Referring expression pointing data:
=== Section Start ===
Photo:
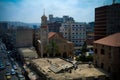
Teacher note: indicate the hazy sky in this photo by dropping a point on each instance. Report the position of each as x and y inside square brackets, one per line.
[31, 10]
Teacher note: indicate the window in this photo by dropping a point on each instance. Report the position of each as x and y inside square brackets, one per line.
[102, 51]
[95, 51]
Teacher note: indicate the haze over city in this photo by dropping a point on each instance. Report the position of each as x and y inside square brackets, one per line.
[31, 10]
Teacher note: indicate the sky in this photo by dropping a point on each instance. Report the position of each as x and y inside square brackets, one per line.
[30, 11]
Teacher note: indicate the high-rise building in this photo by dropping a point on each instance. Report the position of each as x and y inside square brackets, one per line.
[53, 19]
[107, 20]
[54, 27]
[107, 55]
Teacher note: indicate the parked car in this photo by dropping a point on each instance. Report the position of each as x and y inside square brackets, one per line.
[7, 63]
[20, 76]
[15, 67]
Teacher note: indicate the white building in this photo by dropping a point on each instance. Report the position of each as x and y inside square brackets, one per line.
[74, 32]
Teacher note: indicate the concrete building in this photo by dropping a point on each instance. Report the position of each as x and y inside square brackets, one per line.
[54, 27]
[107, 54]
[59, 69]
[53, 19]
[107, 20]
[57, 47]
[74, 32]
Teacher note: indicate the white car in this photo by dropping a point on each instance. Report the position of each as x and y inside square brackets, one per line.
[15, 67]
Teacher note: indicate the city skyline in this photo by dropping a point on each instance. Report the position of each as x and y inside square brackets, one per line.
[30, 11]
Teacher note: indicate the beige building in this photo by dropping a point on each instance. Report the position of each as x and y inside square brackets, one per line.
[27, 54]
[107, 54]
[57, 47]
[23, 38]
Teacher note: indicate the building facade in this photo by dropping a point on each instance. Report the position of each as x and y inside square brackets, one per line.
[53, 19]
[74, 32]
[54, 27]
[107, 55]
[107, 20]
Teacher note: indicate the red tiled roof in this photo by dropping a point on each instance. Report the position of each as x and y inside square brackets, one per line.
[51, 34]
[112, 40]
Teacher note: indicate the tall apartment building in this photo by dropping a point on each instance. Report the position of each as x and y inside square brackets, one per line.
[54, 27]
[107, 20]
[107, 55]
[74, 32]
[54, 23]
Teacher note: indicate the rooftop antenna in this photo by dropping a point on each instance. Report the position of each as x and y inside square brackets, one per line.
[113, 1]
[44, 11]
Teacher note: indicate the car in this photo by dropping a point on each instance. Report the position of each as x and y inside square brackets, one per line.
[8, 76]
[20, 76]
[13, 72]
[15, 67]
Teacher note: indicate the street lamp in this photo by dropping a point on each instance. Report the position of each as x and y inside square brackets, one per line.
[41, 48]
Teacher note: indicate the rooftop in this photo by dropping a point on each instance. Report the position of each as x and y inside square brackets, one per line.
[112, 40]
[51, 67]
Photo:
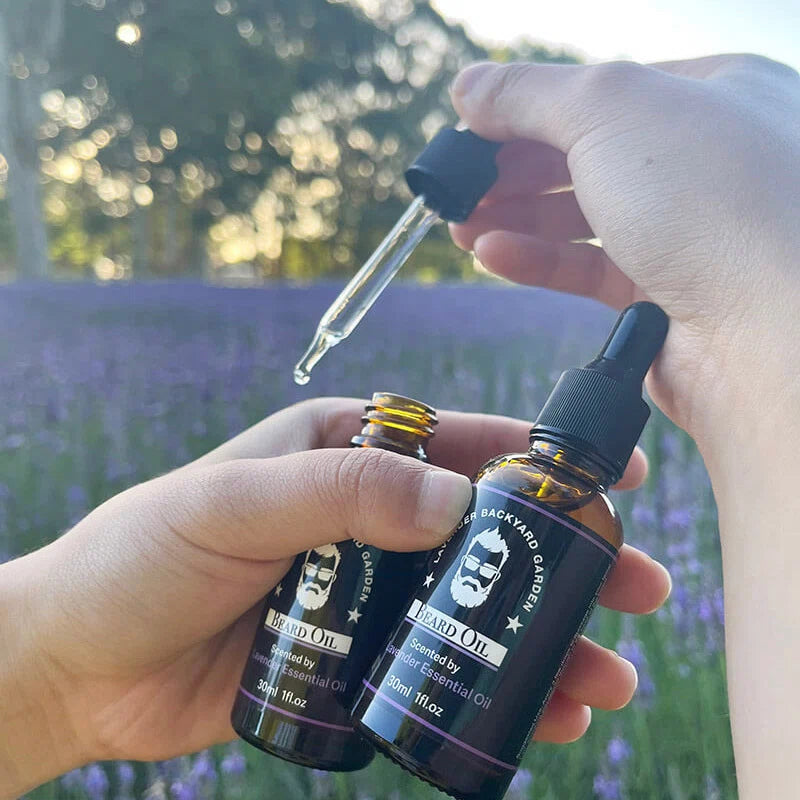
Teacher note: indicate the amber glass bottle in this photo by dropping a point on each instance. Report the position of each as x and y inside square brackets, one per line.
[465, 676]
[324, 623]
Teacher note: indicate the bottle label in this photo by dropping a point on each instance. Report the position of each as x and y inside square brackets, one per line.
[320, 629]
[484, 638]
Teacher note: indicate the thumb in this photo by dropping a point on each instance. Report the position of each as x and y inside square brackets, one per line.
[267, 509]
[553, 103]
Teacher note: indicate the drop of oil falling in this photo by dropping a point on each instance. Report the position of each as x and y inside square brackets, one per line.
[320, 344]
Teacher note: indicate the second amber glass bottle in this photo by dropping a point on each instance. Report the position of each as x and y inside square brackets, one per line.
[469, 669]
[324, 623]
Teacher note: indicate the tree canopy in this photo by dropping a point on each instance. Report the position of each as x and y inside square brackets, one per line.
[183, 136]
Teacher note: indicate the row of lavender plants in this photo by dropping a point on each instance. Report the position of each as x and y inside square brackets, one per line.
[102, 387]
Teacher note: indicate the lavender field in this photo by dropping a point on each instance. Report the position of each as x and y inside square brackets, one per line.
[105, 386]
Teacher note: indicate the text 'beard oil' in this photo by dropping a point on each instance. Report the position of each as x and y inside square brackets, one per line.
[466, 675]
[323, 625]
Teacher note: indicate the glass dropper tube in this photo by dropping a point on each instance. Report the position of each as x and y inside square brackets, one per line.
[344, 314]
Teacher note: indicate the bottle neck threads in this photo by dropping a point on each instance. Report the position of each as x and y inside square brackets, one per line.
[397, 423]
[568, 456]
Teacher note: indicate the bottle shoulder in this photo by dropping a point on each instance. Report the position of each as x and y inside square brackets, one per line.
[556, 487]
=== Section End ===
## Assignment
Leave the pictures aside and give every entry above again word for word.

## Exercise response
Photo:
Teacher note: indicate the hazy sky in this photo by dropping a point on each instance. Report the position of each as x and y inside square brackets, one per line.
[31, 10]
Teacher note: indicate the window in this photo by dropping a point on each instance. Report the position of each as x and y inside square brackets, one per line.
[102, 51]
[95, 51]
Teacher note: indicate the haze over city in this photo by dropping a point on each instance. Report the position of each as x and y inside square brackets, one per line.
[31, 10]
Teacher note: indicate the sky in this photo by dropping a point on each instance. Report the position of each as x and y inside square brackets, one per line.
[30, 11]
Teacher note: indicate the high-rise building in this photo by dropping a point on each instance. Report the position of each as x and y inside square brackets, one per line.
[53, 19]
[107, 20]
[54, 27]
[107, 55]
Teacher note: indicate the parked car in this photo by dropping a point on each instance. Report the position of each as x and y inside square brackets, one per line.
[7, 63]
[20, 76]
[15, 67]
Teacher note: indicate the white building in this photo by dropping a point on each instance. Report the position of each as x and y inside square brackets, one per line.
[74, 32]
Teacher note: indicate the concrete building in this photo by dropping a point on each instance. Report the position of each as x and y inside square brackets, one per line.
[54, 27]
[107, 54]
[59, 69]
[53, 19]
[107, 20]
[57, 47]
[74, 32]
Teacher note: indicate the white car in this photo by dropping a point on each instance. Report the position of each as x and y inside square brackets, one per line.
[15, 67]
Teacher note: indicate the city skyline in this photo by dropping a point on each instance. Report the position of each as x and y inside square brackets, one per line.
[30, 11]
Teacher note: indicate the beige building in this photo by dropping a point on each instance. Report the position of each as x and y inside square brackets, one per line.
[27, 54]
[107, 54]
[57, 47]
[23, 38]
Teacher note: indicate the building facade in this photo by dropping a point on each instance. Report the position of each as x and y inside square brackets, one per line.
[53, 19]
[74, 32]
[54, 27]
[107, 55]
[107, 20]
Teacher note: indicate the red tiled roof in this photo by dropping a point on each instance. Report the position of each as x and y inside square brackets, one per line.
[51, 34]
[112, 40]
Teacher note: indicate the tall apartment building in this photo by dropping a point on each instance. Report the position of each as x and y inside square brackets, one per line.
[54, 27]
[107, 20]
[107, 55]
[74, 32]
[54, 23]
Teacher note: indicate the rooftop antenna in this photo by dropping a point on each instance. Report the position of each as x and y inside square brackets, one per line.
[113, 1]
[44, 11]
Teacher note: indicate the car in this photo by dropping a point on each instance. Report the position of each as x and y inside square brackets, one per line.
[8, 76]
[20, 76]
[13, 72]
[15, 67]
Teacher note: indicate the street lamp in this photo by dropping a point on each instance. Report the position of each as x and y inside square brackets, one per line.
[41, 48]
Teacher note: indicate the rooftop in this photo by dropping a point on each instance. Report the position of each as x and y inside square brackets, one per line.
[112, 40]
[51, 67]
Photo:
Teacher note: indicate the amber glass bottle in this photo by dropping a point on each instance. Report the position of each as x and y inside square brackets, one per line.
[465, 676]
[324, 623]
Teacher note: indicate the bottle label in this photo by dropping a point on each instance. Report the position of each as x and y inside square brackets, one per line.
[320, 629]
[484, 638]
Teacher note: indicate the thumb in this photo by dropping a point on each instance. Report the position of each as x and y inside square brackets, one per line.
[267, 509]
[553, 103]
Teacher note: indicate the drop of oil falling in this photo by dropping a point on each instance. Report the position of each as x and y inside square brackets, one per line.
[320, 344]
Teacher note: indicate the second amber glass bottle in this photo by dropping a point on each instance. Report the position of each as x and y inside square brackets, one per line.
[469, 669]
[324, 623]
Teacher note: indicate the tree canopy in this photo by dropping a point on each instance. Report the position of each as x and y inside square brackets, one per line.
[183, 136]
Teacher note: indicate the row of lavender plants in this photo by dropping a point on each instance. Report the position of each as x and y inside square brackets, one per line.
[102, 387]
Teacher note: indicate the lavender field in this photo by dropping a point on each instance. Report the position of each as x and y inside square brackets, one per line.
[105, 386]
Teacher note: indicate the text 'beard oil' in this photo by dropping a point on each instance. Report the position of each as x and y inside square brackets, one per line.
[466, 675]
[323, 625]
Teacher note: indicate the glass dropper tube in this photo by dropping a point on each instance. Report the position of each as x and y inside square brackets, one per line.
[344, 314]
Teacher note: indicate the bottle neck threads in this photo by dropping a point on each instance. Report the position of each as x and y inside square brackets, one per line.
[397, 423]
[568, 456]
Teacher note: indicate the bottle shoulder in this photo by dropping a point on each instance. Report the position of each as x and y inside square brackets, one per line.
[556, 487]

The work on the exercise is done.